**Exercise aim**: If an entry holds a picture, drop the picture and restate the rest word for word.

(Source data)
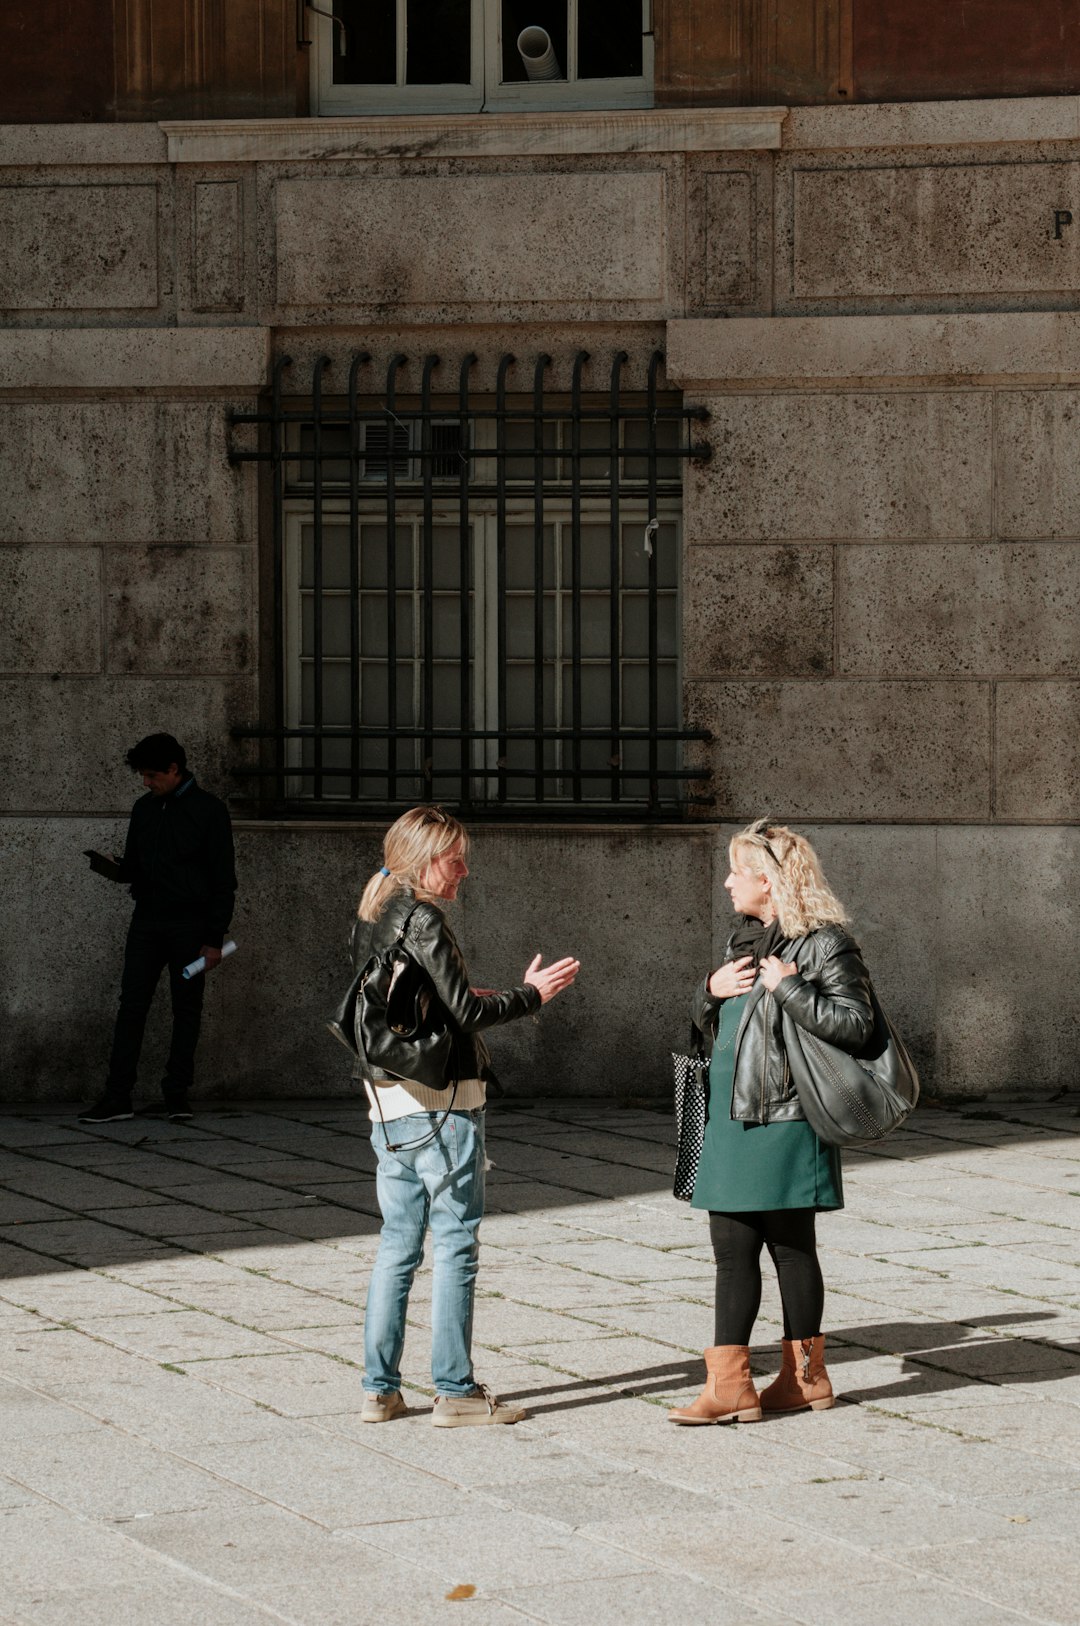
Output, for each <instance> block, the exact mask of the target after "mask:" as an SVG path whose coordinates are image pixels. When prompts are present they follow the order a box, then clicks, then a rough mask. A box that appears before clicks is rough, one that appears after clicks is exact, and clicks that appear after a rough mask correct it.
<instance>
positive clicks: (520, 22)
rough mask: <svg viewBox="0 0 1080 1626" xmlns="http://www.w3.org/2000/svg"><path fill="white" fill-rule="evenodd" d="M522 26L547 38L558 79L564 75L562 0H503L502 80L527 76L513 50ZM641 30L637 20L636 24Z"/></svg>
mask: <svg viewBox="0 0 1080 1626" xmlns="http://www.w3.org/2000/svg"><path fill="white" fill-rule="evenodd" d="M524 28H543V29H547V33H548V34H550V37H551V46H553V47H555V55H556V59H558V68H560V70H558V75H555V76H556V78H560V80H564V78H566V0H503V83H504V85H519V83H522V81H524V80H527V78H529V75H527V73H525V63H524V62H522V59H520V52H519V49H517V36H519V34H520V31H522V29H524ZM638 28H639V29H641V23H639V24H638Z"/></svg>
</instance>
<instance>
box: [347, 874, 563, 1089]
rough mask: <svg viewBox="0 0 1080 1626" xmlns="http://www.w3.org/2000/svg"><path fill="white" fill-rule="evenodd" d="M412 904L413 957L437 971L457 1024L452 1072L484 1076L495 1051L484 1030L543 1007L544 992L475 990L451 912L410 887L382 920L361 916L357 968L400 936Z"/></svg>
mask: <svg viewBox="0 0 1080 1626" xmlns="http://www.w3.org/2000/svg"><path fill="white" fill-rule="evenodd" d="M410 909H412V911H413V917H412V920H410V922H408V930H407V933H405V943H407V945H408V951H410V954H412V956H413V959H416V961H418V963H420V964H421V966H423V967H425V971H426V972H428V976H429V977H431V982H433V985H434V990H436V993H438V997H439V1000H441V1002H442V1005H444V1006H446V1011H447V1013H449V1016H451V1023H452V1026H454V1028H455V1029H457V1036H455V1041H454V1067H452V1076H455V1078H483V1072H485V1068H486V1065H488V1062H490V1057H488V1047H486V1044H485V1042H483V1039H481V1037H480V1031H481V1029H483V1028H496V1026H498V1024H499V1023H504V1021H514V1020H516V1018H517V1016H529V1015H530V1013H532V1011H538V1010H540V1003H542V1002H540V993H538V992H537V989H533V987H532V985H530V984H524V985H522V987H517V989H506V990H504V992H503V993H473V990H472V987H470V985H468V972H467V969H465V961H464V958H462V951H460V948H459V946H457V938H455V937H454V933H452V932H451V927H449V924H447V920H446V915H444V914H442V911H441V909H438V907H436V906H434V904H425V902H421V904H418V902H416V899H415V896H413V894H412V893H410V891H405V893H398V894H397V896H394V898H392V899H390V902H389V904H387V906H385V909H384V911H382V914H381V915H379V919H377V920H376V922H369V920H356V922H355V924H353V930H351V935H350V945H348V946H350V954H351V958H353V971H359V969H361V966H364V964H366V963H368V959H369V958H371V956H372V954H379V953H382V950H385V948H390V945H392V943H394V941H397V937H398V932H400V930H402V922H403V920H405V917H407V915H408V912H410ZM364 1072H366V1068H364ZM371 1073H372V1075H374V1078H385V1080H389V1081H392V1083H400V1078H395V1076H394V1075H392V1073H384V1072H379V1068H371Z"/></svg>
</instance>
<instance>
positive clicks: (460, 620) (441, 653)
mask: <svg viewBox="0 0 1080 1626" xmlns="http://www.w3.org/2000/svg"><path fill="white" fill-rule="evenodd" d="M468 633H470V644H472V641H473V626H472V624H470V628H468ZM431 644H433V652H434V655H436V659H451V660H460V654H462V602H460V598H459V597H455V598H447V597H446V595H444V593H439V597H438V598H434V600H433V605H431ZM470 654H472V650H470Z"/></svg>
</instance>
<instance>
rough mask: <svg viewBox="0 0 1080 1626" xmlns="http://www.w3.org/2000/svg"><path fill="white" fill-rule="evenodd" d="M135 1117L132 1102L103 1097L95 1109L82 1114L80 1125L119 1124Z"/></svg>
mask: <svg viewBox="0 0 1080 1626" xmlns="http://www.w3.org/2000/svg"><path fill="white" fill-rule="evenodd" d="M125 1117H135V1114H133V1112H132V1102H130V1101H117V1098H115V1096H102V1098H101V1101H96V1102H94V1106H93V1107H86V1111H85V1112H80V1115H78V1120H80V1124H119V1120H120V1119H125Z"/></svg>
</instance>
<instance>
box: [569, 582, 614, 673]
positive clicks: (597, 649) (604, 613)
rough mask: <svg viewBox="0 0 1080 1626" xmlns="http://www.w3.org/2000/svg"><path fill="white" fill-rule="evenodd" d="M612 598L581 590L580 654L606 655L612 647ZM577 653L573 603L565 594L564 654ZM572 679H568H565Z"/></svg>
mask: <svg viewBox="0 0 1080 1626" xmlns="http://www.w3.org/2000/svg"><path fill="white" fill-rule="evenodd" d="M610 606H612V600H610V598H608V595H607V593H582V597H581V649H579V650H577V655H579V657H590V655H592V657H594V659H595V657H603V655H608V654H610V650H612V608H610ZM573 652H574V603H573V598H571V595H569V593H563V655H564V657H566V659H573ZM566 681H569V678H568V680H566Z"/></svg>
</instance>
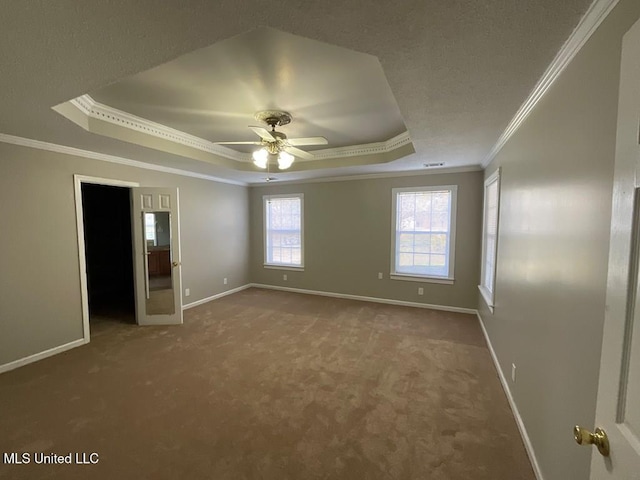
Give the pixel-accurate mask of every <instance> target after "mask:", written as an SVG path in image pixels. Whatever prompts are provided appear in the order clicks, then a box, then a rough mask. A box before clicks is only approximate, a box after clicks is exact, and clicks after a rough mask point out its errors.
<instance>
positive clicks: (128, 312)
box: [82, 183, 135, 326]
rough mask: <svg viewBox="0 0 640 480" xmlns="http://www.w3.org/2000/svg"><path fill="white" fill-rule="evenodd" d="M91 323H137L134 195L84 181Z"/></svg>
mask: <svg viewBox="0 0 640 480" xmlns="http://www.w3.org/2000/svg"><path fill="white" fill-rule="evenodd" d="M82 210H83V223H84V244H85V259H86V267H87V268H86V272H87V293H88V296H89V298H88V300H89V322H90V324H91V326H94V325H95V324H96V323H98V322H119V323H131V324H134V323H135V297H134V286H133V246H132V238H131V194H130V190H129V188H127V187H118V186H112V185H100V184H92V183H83V184H82Z"/></svg>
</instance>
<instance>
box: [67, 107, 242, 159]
mask: <svg viewBox="0 0 640 480" xmlns="http://www.w3.org/2000/svg"><path fill="white" fill-rule="evenodd" d="M69 103H71V105H73V106H75V107H76V108H77V109H78V110H80V111H81V112H82V113H83V114H85V115H86V116H87V117H90V118H96V119H98V120H103V121H105V122H108V123H112V124H114V125H118V126H121V127H125V128H128V129H130V130H135V131H138V132H142V133H146V134H147V135H152V136H154V137H158V138H162V139H163V140H169V141H171V142H174V143H179V144H181V145H185V146H187V147H191V148H196V149H198V150H202V151H203V152H207V153H211V154H213V155H219V156H221V157H225V158H229V159H231V160H235V161H237V162H251V155H250V154H247V153H240V152H237V151H235V150H232V149H231V148H227V147H223V146H221V145H217V144H215V143H213V142H209V141H208V140H204V139H203V138H200V137H196V136H194V135H189V134H188V133H185V132H182V131H180V130H176V129H174V128H171V127H167V126H166V125H162V124H160V123H156V122H152V121H151V120H147V119H146V118H142V117H138V116H136V115H132V114H131V113H128V112H124V111H122V110H118V109H117V108H113V107H110V106H109V105H105V104H103V103H100V102H96V101H95V100H94V99H93V98H91V96H90V95H81V96H79V97H77V98H74V99H73V100H70V101H69Z"/></svg>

**Result for this task**:
Output, for each <instance> block, the exact mask of the target after "mask:" as an SVG path whose coordinates are image pixels. When prompts are present they follow the order a box, then clicks, then a rough mask. A box that appears before clicks is rough, one that appears after clicks is exact, and clicks that appear after a rough mask correct it.
<instance>
positive clicks: (520, 22)
rough mask: <svg viewBox="0 0 1080 1626" xmlns="http://www.w3.org/2000/svg"><path fill="white" fill-rule="evenodd" d="M522 26L547 38L558 79L564 75L562 0H503L502 80L527 76L513 50ZM641 30L637 20L636 24Z"/></svg>
mask: <svg viewBox="0 0 1080 1626" xmlns="http://www.w3.org/2000/svg"><path fill="white" fill-rule="evenodd" d="M524 28H543V29H547V33H548V34H550V37H551V46H553V47H555V55H556V59H558V68H560V70H558V75H555V76H556V78H560V80H564V78H566V0H503V83H504V85H519V83H522V81H524V80H527V78H529V75H527V73H525V63H524V62H522V59H520V52H519V49H517V36H519V34H520V31H522V29H524ZM638 28H639V29H641V23H639V24H638Z"/></svg>
</instance>
<instance>
box: [347, 874, 563, 1089]
rough mask: <svg viewBox="0 0 1080 1626" xmlns="http://www.w3.org/2000/svg"><path fill="white" fill-rule="evenodd" d="M412 904L413 957L437 971L457 1024L452 1072L484 1076L495 1051L484 1030L543 1007L544 992L475 990L451 912L410 887L382 920L361 916L357 968L400 936Z"/></svg>
mask: <svg viewBox="0 0 1080 1626" xmlns="http://www.w3.org/2000/svg"><path fill="white" fill-rule="evenodd" d="M410 909H412V911H413V917H412V920H410V922H408V930H407V933H405V943H407V945H408V951H410V954H412V956H413V959H416V961H418V963H420V964H421V966H423V967H425V971H426V972H428V976H429V977H431V982H433V985H434V990H436V993H438V997H439V1000H441V1002H442V1005H444V1006H446V1011H447V1013H449V1016H451V1023H452V1026H454V1028H455V1029H457V1036H455V1041H454V1067H452V1076H455V1078H483V1072H485V1068H486V1065H488V1062H490V1057H488V1047H486V1044H485V1042H483V1039H481V1037H480V1031H481V1029H483V1028H496V1026H498V1024H499V1023H504V1021H514V1020H516V1018H517V1016H529V1015H530V1013H532V1011H538V1010H540V1003H542V1002H540V993H538V992H537V989H533V987H532V985H530V984H524V985H522V987H517V989H506V990H504V992H503V993H473V990H472V987H470V985H468V972H467V969H465V961H464V958H462V951H460V948H459V946H457V938H455V937H454V933H452V932H451V927H449V924H447V920H446V915H444V914H442V911H441V909H438V907H436V906H434V904H425V902H421V904H418V902H416V899H415V896H413V894H412V893H410V891H405V893H398V894H397V896H394V898H392V899H390V902H389V904H387V906H385V909H384V911H382V914H381V915H379V919H377V920H376V922H369V920H356V922H355V924H353V930H351V935H350V945H348V946H350V954H351V958H353V971H359V969H361V966H364V964H366V963H368V959H369V958H371V956H372V954H379V953H382V950H385V948H390V945H392V943H394V941H397V937H398V932H400V930H402V922H403V920H405V917H407V915H408V912H410ZM364 1072H366V1068H364ZM371 1073H372V1075H374V1078H385V1080H389V1081H392V1083H400V1078H395V1076H394V1075H392V1073H384V1072H379V1068H371Z"/></svg>
</instance>
<instance>
positive clicks: (460, 620) (441, 653)
mask: <svg viewBox="0 0 1080 1626" xmlns="http://www.w3.org/2000/svg"><path fill="white" fill-rule="evenodd" d="M468 633H470V644H472V641H473V626H472V624H470V628H468ZM431 644H433V652H434V655H436V659H451V660H460V654H462V602H460V598H459V597H455V598H447V597H446V595H444V593H439V597H438V598H434V600H433V605H431ZM470 654H472V650H470Z"/></svg>
</instance>
<instance>
rough mask: <svg viewBox="0 0 1080 1626" xmlns="http://www.w3.org/2000/svg"><path fill="white" fill-rule="evenodd" d="M135 1117L132 1102L103 1097L95 1109L82 1114L80 1125L119 1124Z"/></svg>
mask: <svg viewBox="0 0 1080 1626" xmlns="http://www.w3.org/2000/svg"><path fill="white" fill-rule="evenodd" d="M125 1117H135V1114H133V1112H132V1102H130V1101H117V1098H115V1096H102V1098H101V1101H96V1102H94V1106H93V1107H86V1111H85V1112H80V1115H78V1120H80V1124H119V1120H120V1119H125Z"/></svg>
</instance>
<instance>
box: [569, 582, 614, 673]
positive clicks: (597, 649) (604, 613)
rough mask: <svg viewBox="0 0 1080 1626" xmlns="http://www.w3.org/2000/svg"><path fill="white" fill-rule="evenodd" d="M612 598L581 590L580 654L606 655L612 647ZM577 653L573 603L565 594L564 654ZM572 679H568H565Z"/></svg>
mask: <svg viewBox="0 0 1080 1626" xmlns="http://www.w3.org/2000/svg"><path fill="white" fill-rule="evenodd" d="M610 606H612V600H610V598H608V595H607V593H582V597H581V649H579V650H577V655H579V657H590V655H592V657H594V659H595V657H603V655H608V654H610V650H612V608H610ZM573 652H574V603H573V598H571V595H569V593H563V655H564V657H566V659H573ZM566 681H569V678H568V680H566Z"/></svg>
</instance>
Give the pixel-accurate mask of every <instance> target after "mask:", written as an SVG path in image pixels. Whatever prompts are provided appear in the order clicks, then a box, then a rough mask. A box before clicks is only approximate, a box after clicks is exact, and clicks after a rough mask point out its errors.
<instance>
positive clicks: (128, 312)
box: [82, 183, 135, 326]
rough mask: <svg viewBox="0 0 640 480" xmlns="http://www.w3.org/2000/svg"><path fill="white" fill-rule="evenodd" d="M91 323H137L134 195L84 181Z"/></svg>
mask: <svg viewBox="0 0 640 480" xmlns="http://www.w3.org/2000/svg"><path fill="white" fill-rule="evenodd" d="M82 210H83V223H84V244H85V259H86V267H87V268H86V272H87V293H88V296H89V298H88V300H89V322H90V324H91V326H94V325H95V324H96V323H98V322H119V323H131V324H134V323H135V297H134V286H133V246H132V238H131V194H130V190H129V188H127V187H118V186H112V185H100V184H92V183H83V184H82Z"/></svg>
</instance>
<instance>
box: [67, 107, 242, 159]
mask: <svg viewBox="0 0 640 480" xmlns="http://www.w3.org/2000/svg"><path fill="white" fill-rule="evenodd" d="M69 103H71V105H73V106H75V107H76V108H77V109H78V110H80V111H81V112H82V113H83V114H85V115H86V116H87V117H90V118H96V119H98V120H103V121H105V122H108V123H112V124H114V125H118V126H121V127H125V128H128V129H130V130H135V131H138V132H142V133H146V134H147V135H152V136H154V137H158V138H162V139H163V140H169V141H171V142H174V143H179V144H181V145H185V146H187V147H191V148H196V149H198V150H202V151H203V152H207V153H211V154H213V155H219V156H221V157H225V158H229V159H231V160H235V161H237V162H251V155H250V154H247V153H240V152H237V151H235V150H232V149H231V148H227V147H223V146H221V145H217V144H215V143H213V142H209V141H208V140H204V139H203V138H200V137H196V136H194V135H189V134H188V133H185V132H182V131H180V130H176V129H174V128H171V127H167V126H166V125H162V124H160V123H156V122H152V121H151V120H147V119H146V118H142V117H138V116H136V115H132V114H131V113H128V112H124V111H122V110H118V109H117V108H113V107H110V106H109V105H105V104H103V103H100V102H96V101H95V100H94V99H93V98H91V96H90V95H81V96H79V97H77V98H74V99H73V100H70V101H69Z"/></svg>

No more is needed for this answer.